Your answer must consist of every line from the data below that includes the word "hair".

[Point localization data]
****

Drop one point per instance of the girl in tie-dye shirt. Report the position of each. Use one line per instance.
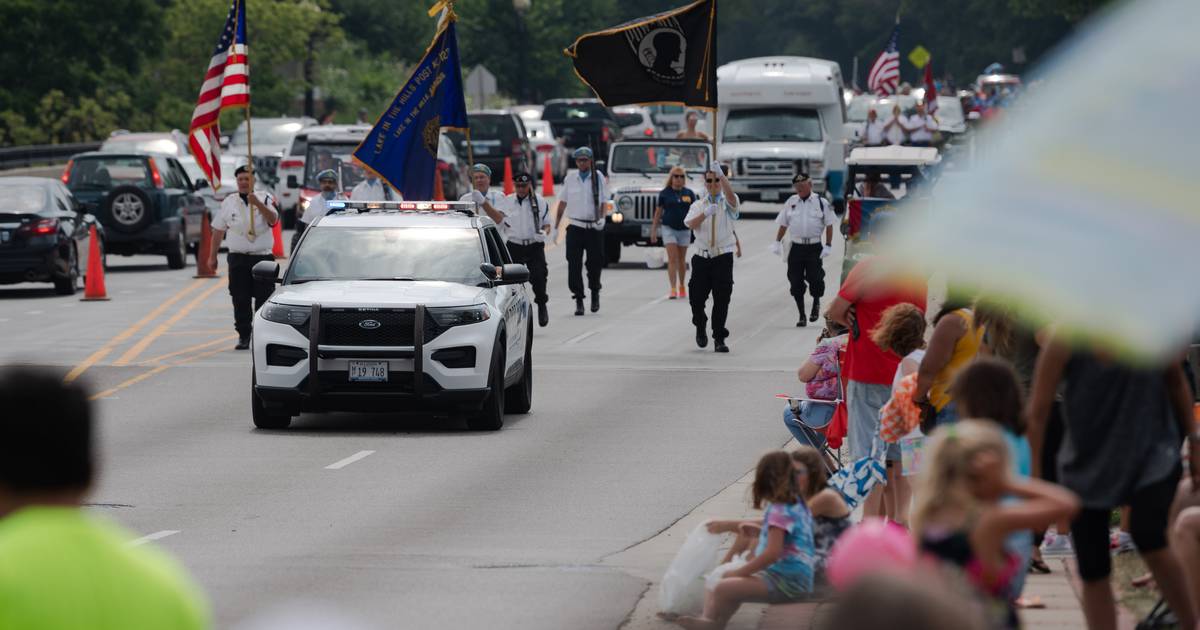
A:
(781, 568)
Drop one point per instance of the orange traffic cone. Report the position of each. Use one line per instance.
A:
(277, 250)
(439, 195)
(202, 255)
(509, 189)
(94, 286)
(547, 179)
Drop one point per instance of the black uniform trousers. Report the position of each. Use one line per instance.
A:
(804, 264)
(244, 289)
(533, 256)
(712, 275)
(581, 241)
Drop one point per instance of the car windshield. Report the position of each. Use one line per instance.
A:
(649, 159)
(22, 199)
(789, 124)
(274, 133)
(336, 156)
(103, 173)
(448, 255)
(573, 111)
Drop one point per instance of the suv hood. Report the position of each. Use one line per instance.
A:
(804, 150)
(378, 293)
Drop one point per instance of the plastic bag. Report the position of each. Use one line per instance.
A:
(682, 591)
(718, 574)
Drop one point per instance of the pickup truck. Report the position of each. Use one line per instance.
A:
(582, 123)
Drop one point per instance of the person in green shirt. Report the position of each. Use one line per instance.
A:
(60, 567)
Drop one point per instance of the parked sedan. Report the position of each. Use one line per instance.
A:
(43, 233)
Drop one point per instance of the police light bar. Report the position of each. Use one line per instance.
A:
(349, 205)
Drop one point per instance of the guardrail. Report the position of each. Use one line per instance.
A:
(42, 154)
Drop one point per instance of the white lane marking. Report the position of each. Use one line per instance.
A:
(348, 461)
(156, 535)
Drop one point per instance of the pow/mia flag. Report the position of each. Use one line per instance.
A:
(670, 58)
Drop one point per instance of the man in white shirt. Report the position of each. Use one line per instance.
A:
(526, 226)
(372, 189)
(921, 126)
(711, 219)
(585, 199)
(804, 217)
(873, 132)
(247, 223)
(485, 198)
(318, 205)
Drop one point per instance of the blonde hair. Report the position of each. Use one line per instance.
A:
(677, 171)
(943, 483)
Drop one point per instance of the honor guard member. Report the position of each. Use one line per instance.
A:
(317, 205)
(711, 219)
(527, 225)
(804, 219)
(246, 222)
(484, 197)
(585, 199)
(372, 189)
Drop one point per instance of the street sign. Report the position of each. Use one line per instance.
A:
(480, 85)
(919, 57)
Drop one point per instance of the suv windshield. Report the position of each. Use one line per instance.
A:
(786, 124)
(448, 255)
(336, 156)
(649, 159)
(103, 173)
(574, 111)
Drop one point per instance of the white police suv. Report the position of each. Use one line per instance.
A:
(399, 306)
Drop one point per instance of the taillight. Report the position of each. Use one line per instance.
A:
(42, 227)
(154, 174)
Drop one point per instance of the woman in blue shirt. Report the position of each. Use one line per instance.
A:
(673, 203)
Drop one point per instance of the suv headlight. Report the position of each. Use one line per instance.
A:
(460, 316)
(286, 313)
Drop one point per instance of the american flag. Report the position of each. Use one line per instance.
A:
(886, 70)
(226, 84)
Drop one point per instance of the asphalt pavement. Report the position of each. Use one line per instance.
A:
(415, 522)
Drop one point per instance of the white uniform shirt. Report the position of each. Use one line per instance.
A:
(375, 191)
(233, 219)
(725, 241)
(873, 132)
(318, 207)
(519, 221)
(805, 219)
(922, 127)
(581, 209)
(895, 133)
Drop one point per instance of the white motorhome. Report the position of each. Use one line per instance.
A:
(779, 115)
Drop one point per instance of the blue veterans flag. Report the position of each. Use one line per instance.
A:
(402, 148)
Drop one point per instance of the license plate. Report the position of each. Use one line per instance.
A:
(369, 371)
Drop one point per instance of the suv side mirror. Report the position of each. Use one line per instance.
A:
(265, 271)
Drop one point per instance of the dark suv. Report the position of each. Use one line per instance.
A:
(145, 201)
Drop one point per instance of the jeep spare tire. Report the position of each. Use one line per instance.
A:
(126, 209)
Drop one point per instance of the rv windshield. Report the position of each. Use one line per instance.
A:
(779, 124)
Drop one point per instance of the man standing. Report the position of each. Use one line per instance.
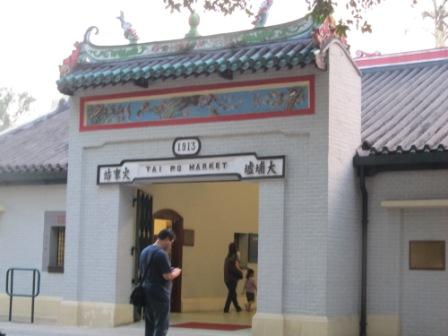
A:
(158, 283)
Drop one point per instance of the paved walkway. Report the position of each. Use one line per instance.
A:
(42, 328)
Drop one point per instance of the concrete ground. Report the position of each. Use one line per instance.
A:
(46, 328)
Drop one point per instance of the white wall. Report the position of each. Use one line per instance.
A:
(22, 231)
(392, 289)
(344, 218)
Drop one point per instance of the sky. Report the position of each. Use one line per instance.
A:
(36, 36)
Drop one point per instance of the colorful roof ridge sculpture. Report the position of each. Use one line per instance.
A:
(262, 15)
(285, 45)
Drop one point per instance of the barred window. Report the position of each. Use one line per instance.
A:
(54, 242)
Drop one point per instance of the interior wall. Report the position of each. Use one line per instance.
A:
(215, 211)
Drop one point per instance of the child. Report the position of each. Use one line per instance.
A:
(250, 288)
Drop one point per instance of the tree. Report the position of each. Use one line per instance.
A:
(439, 15)
(12, 105)
(320, 9)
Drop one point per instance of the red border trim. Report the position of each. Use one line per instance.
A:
(419, 56)
(186, 121)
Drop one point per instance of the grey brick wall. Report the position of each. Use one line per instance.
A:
(392, 288)
(22, 234)
(297, 232)
(344, 220)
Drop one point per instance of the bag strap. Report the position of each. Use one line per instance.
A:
(142, 278)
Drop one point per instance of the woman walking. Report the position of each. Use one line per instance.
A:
(232, 273)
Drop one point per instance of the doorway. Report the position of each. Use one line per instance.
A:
(206, 217)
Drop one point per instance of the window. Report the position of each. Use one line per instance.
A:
(248, 246)
(54, 242)
(427, 255)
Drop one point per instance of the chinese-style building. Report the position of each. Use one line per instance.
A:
(327, 172)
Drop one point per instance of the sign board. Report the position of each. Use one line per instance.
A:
(186, 146)
(232, 166)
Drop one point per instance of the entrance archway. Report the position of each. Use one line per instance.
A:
(167, 218)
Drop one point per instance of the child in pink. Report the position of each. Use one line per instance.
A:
(250, 288)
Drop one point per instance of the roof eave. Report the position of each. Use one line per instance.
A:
(33, 178)
(374, 164)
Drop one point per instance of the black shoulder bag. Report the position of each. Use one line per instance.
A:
(138, 293)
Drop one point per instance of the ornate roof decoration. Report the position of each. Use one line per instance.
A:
(193, 21)
(362, 54)
(70, 62)
(129, 33)
(284, 45)
(262, 15)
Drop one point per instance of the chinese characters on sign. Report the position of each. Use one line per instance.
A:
(239, 166)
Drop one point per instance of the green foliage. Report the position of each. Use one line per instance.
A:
(320, 9)
(12, 105)
(439, 15)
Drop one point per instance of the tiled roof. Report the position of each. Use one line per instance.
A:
(40, 146)
(279, 46)
(405, 103)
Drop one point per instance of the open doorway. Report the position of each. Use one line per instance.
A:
(206, 217)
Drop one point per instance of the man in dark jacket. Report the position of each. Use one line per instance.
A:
(158, 283)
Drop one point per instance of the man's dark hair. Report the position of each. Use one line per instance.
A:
(166, 233)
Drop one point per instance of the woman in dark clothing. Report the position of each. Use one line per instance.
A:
(232, 273)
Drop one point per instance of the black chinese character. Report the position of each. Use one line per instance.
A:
(117, 173)
(260, 168)
(126, 173)
(107, 175)
(249, 169)
(272, 168)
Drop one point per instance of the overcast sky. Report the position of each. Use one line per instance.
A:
(37, 35)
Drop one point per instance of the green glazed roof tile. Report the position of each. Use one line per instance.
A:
(279, 46)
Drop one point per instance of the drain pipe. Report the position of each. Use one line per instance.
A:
(364, 195)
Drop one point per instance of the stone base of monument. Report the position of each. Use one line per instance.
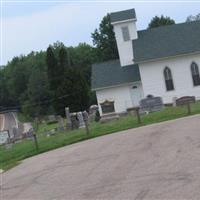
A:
(109, 117)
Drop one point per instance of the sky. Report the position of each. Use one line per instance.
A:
(32, 25)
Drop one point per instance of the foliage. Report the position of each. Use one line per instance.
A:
(104, 40)
(193, 18)
(160, 21)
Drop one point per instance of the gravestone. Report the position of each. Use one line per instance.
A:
(80, 120)
(92, 112)
(52, 119)
(4, 137)
(107, 107)
(86, 119)
(61, 124)
(151, 104)
(68, 117)
(74, 120)
(16, 133)
(185, 100)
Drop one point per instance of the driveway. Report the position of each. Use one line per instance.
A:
(160, 161)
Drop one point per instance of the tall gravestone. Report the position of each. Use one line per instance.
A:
(69, 121)
(61, 124)
(80, 120)
(74, 121)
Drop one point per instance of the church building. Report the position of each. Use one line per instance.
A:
(161, 61)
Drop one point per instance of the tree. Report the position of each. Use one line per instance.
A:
(104, 40)
(160, 21)
(193, 18)
(38, 95)
(74, 92)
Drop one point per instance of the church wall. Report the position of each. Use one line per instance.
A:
(154, 83)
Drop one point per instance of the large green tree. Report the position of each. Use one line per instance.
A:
(160, 21)
(104, 40)
(52, 64)
(75, 92)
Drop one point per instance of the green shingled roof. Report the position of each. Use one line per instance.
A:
(122, 15)
(111, 73)
(167, 41)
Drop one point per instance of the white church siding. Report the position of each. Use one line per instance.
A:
(153, 79)
(121, 95)
(125, 48)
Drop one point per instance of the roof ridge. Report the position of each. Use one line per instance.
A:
(106, 61)
(169, 25)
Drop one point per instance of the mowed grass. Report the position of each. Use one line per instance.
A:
(19, 151)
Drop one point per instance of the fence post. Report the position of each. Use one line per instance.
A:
(188, 108)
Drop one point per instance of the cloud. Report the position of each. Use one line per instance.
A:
(73, 22)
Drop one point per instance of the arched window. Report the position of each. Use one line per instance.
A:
(168, 79)
(195, 74)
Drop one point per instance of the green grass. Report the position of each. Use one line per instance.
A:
(11, 157)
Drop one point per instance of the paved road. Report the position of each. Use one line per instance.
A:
(154, 162)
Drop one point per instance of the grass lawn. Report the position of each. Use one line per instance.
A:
(19, 151)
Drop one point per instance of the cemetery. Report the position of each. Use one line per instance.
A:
(56, 131)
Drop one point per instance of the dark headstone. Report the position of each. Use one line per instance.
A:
(74, 120)
(107, 107)
(185, 100)
(151, 104)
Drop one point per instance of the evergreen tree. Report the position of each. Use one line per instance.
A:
(160, 21)
(104, 40)
(192, 18)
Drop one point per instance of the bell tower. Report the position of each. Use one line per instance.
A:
(124, 25)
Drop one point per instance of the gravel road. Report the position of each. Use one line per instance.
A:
(159, 161)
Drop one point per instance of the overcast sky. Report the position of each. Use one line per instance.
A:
(30, 26)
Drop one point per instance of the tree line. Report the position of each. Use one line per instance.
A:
(45, 82)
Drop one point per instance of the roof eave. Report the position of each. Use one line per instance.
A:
(163, 58)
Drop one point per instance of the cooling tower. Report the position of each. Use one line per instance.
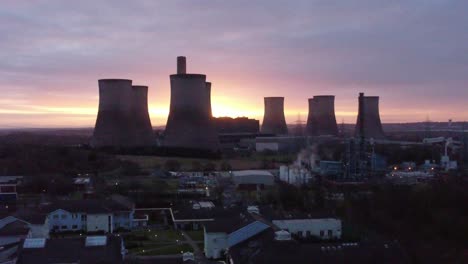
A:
(321, 120)
(368, 122)
(189, 124)
(273, 118)
(113, 125)
(143, 131)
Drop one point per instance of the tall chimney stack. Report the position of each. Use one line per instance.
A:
(181, 65)
(189, 124)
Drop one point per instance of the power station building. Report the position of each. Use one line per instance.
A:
(123, 119)
(190, 125)
(368, 122)
(321, 120)
(274, 121)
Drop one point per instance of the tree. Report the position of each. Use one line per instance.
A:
(172, 165)
(225, 166)
(196, 166)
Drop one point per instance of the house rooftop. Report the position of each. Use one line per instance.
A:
(263, 249)
(71, 250)
(251, 172)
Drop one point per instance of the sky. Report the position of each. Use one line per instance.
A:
(413, 54)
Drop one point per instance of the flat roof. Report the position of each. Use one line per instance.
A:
(251, 172)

****

* Reply to the task *
Drop one point per instance of the blonde hair. Report the position of each. Use one line per instance.
Drop one point per instance of the man's dark hair. Report the position of each. Use one line per instance.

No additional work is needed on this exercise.